* [Exercise goal]
Which lines in the data below contain the string "bracket"? Copy out each of them.

(Data entries)
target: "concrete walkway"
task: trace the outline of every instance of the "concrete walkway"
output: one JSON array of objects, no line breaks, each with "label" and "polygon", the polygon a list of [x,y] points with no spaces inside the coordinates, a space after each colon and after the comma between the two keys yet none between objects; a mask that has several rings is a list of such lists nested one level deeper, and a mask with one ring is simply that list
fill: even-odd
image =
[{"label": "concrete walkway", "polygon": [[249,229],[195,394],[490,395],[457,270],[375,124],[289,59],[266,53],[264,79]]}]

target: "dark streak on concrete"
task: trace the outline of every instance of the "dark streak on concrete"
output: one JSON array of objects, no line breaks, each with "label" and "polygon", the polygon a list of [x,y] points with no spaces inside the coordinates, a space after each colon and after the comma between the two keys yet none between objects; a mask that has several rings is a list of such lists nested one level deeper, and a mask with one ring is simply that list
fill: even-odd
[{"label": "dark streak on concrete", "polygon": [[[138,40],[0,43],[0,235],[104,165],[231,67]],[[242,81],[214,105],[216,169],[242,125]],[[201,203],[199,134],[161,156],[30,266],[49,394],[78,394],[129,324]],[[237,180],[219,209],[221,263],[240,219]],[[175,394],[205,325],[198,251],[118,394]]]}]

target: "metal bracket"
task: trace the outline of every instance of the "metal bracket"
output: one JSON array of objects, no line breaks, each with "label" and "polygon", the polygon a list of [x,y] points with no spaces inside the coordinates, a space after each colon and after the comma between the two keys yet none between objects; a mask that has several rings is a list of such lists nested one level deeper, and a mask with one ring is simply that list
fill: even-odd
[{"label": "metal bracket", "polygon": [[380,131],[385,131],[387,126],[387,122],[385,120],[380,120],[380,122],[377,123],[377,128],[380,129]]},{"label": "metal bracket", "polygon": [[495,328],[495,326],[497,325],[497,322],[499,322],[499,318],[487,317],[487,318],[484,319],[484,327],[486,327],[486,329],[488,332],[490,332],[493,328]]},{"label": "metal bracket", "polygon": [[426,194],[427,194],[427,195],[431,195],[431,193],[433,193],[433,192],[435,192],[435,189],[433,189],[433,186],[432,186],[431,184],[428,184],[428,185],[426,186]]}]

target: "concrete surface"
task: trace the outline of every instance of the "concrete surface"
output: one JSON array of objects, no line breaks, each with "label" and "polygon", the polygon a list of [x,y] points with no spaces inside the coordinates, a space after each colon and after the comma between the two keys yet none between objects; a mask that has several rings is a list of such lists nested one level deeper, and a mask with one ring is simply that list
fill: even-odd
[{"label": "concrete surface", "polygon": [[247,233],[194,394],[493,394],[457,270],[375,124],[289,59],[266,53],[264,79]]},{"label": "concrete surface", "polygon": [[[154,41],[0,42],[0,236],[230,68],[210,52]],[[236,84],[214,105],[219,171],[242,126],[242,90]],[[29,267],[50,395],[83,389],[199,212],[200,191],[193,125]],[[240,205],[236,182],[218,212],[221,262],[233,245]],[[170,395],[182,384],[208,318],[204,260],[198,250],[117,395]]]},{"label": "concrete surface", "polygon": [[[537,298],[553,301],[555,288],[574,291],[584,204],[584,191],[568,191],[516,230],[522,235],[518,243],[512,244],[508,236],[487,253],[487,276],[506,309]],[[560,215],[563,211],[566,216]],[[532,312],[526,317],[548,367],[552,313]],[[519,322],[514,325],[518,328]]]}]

* [Solution for this task]
target: "metal bracket"
task: trace the outline of every instance of the "metal bracket"
[{"label": "metal bracket", "polygon": [[380,131],[385,131],[387,126],[387,122],[385,120],[380,120],[380,122],[377,123],[377,128],[380,129]]},{"label": "metal bracket", "polygon": [[495,328],[495,326],[497,325],[497,322],[499,322],[499,318],[487,317],[487,318],[484,319],[484,327],[486,327],[486,329],[488,332],[490,332],[493,328]]},{"label": "metal bracket", "polygon": [[426,194],[427,194],[427,195],[431,195],[431,193],[433,193],[433,192],[435,192],[435,189],[433,189],[433,186],[432,186],[431,184],[428,184],[428,185],[426,186]]}]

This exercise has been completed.